If you are planning your school's first AI CPD session, here is a practical structure that works for a 90-minute INSET slot. This has been refined through use in primary and secondary settings and balances demonstration with hands-on practice.
Minutes 0-5: Set the frame. "Today we are going to save you time. By the end of this session, you will have created a resource for next week's teaching using AI. This is not about replacing what you do. It is about giving you back time for what matters."
Minutes 5-20: Live demonstration. The facilitator models a complete workflow on screen. Use a real upcoming lesson. Show the prompt, the output, the evaluation, and the final edit. Narrate your thinking: "I am checking this because AI sometimes gets the curriculum reference wrong."
Minutes 20-70: Guided practice. Teachers work on their own devices. Provide a prompt template with blanks to fill: "Create a [resource type] for [year group] on [topic] that includes [specific requirement]. Use British English. Pitch at [level]." Facilitators circulate. Pair confident users with nervous ones. Celebrate the first person who says "That is actually good."
Minutes 70-80: Gallery walk. Teachers move around the room looking at what colleagues have created. This builds collective confidence and surfaces creative uses that the facilitator did not anticipate.
Minutes 80-90: Commitments. Each teacher writes one specific thing they will use AI for before the next session. Not "try AI more" but "use AI to create differentiated starters for my Year 8 class on Tuesday." Specific commitments are more likely to be followed through.
The hardest part of AI CPD is not the initial training. It is maintaining adoption three months later when the novelty has worn off and workload pressures return. Schools that sustain AI adoption share several characteristics.
They integrate AI into existing workflows rather than adding it as a separate task. AI is part of how the school plans, marks, and communicates, not an optional extra. This means updating templates, pro formas, and procedures to include AI where appropriate.
They celebrate small wins publicly. When a teacher shares that AI helped them produce better formative assessment questions in half the time, that story gets told in the staff meeting. Visible success stories normalise AI use and reduce the stigma some teachers feel about "using a machine to do my job."

* _Required action_: In the AI training session plan, what activity fills minutes 70 to 80?

* _Extracted information_:
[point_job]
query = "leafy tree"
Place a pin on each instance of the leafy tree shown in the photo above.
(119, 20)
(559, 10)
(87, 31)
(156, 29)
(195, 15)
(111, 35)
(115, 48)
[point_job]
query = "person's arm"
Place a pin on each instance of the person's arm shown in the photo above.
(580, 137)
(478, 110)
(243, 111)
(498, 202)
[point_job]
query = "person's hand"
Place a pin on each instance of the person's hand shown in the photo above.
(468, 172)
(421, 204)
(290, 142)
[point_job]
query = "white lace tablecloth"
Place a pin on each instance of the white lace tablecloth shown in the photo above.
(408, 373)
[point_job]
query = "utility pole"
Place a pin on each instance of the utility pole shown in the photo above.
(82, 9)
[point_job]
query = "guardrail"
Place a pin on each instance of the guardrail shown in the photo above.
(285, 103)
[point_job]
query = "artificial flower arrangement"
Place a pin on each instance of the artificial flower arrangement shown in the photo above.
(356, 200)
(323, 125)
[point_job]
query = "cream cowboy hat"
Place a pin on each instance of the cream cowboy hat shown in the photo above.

---

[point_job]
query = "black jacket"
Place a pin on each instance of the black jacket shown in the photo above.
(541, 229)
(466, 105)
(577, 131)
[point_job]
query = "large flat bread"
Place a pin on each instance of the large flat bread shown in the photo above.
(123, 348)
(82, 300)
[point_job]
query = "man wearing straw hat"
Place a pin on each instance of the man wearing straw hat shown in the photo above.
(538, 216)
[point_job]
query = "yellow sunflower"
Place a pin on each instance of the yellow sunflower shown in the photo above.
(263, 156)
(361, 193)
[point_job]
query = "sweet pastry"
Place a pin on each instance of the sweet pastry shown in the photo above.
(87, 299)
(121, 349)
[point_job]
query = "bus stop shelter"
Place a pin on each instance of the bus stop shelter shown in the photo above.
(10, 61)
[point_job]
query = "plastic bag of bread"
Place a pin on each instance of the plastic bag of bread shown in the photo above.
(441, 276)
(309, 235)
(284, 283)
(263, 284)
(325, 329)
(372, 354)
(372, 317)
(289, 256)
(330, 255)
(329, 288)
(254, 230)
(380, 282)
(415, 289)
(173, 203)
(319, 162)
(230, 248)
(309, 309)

* * *

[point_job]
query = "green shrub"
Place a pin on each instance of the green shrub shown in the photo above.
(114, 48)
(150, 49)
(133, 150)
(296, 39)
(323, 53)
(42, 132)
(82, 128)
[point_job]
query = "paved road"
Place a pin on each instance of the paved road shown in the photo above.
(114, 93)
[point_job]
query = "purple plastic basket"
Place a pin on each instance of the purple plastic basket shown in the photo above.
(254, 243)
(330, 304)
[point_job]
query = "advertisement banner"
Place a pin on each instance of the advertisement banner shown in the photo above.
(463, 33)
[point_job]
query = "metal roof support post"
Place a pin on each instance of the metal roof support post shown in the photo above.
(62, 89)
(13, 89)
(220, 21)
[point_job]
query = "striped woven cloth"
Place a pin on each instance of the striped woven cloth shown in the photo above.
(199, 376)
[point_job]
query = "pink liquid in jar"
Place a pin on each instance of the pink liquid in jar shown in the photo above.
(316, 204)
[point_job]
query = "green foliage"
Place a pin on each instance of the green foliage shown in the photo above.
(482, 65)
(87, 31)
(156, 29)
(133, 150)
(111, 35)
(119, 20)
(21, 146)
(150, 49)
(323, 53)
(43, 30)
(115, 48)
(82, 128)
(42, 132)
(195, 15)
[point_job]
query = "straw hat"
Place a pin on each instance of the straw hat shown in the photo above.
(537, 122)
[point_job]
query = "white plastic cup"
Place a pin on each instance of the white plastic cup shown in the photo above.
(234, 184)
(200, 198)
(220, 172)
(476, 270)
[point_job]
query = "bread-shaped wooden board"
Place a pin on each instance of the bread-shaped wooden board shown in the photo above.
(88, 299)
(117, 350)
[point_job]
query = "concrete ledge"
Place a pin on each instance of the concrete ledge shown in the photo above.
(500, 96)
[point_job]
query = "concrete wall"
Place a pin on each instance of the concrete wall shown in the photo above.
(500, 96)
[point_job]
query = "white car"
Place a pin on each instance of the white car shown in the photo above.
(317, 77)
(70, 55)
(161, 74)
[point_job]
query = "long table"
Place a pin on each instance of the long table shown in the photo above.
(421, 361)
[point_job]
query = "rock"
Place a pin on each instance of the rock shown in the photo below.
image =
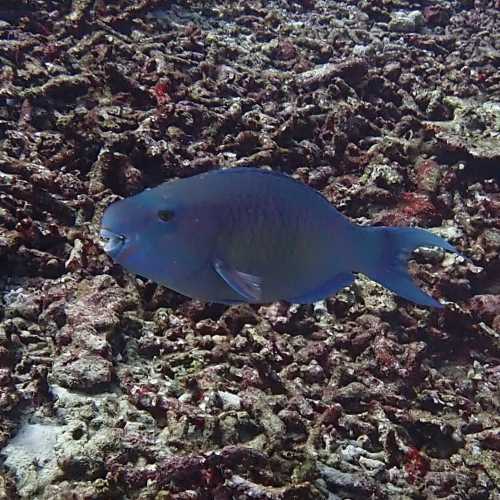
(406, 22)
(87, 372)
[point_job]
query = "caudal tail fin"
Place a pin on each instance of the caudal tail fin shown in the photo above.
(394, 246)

* _Task output_: A gallery walk, in which teachers move around the room looking at what colleagues have created.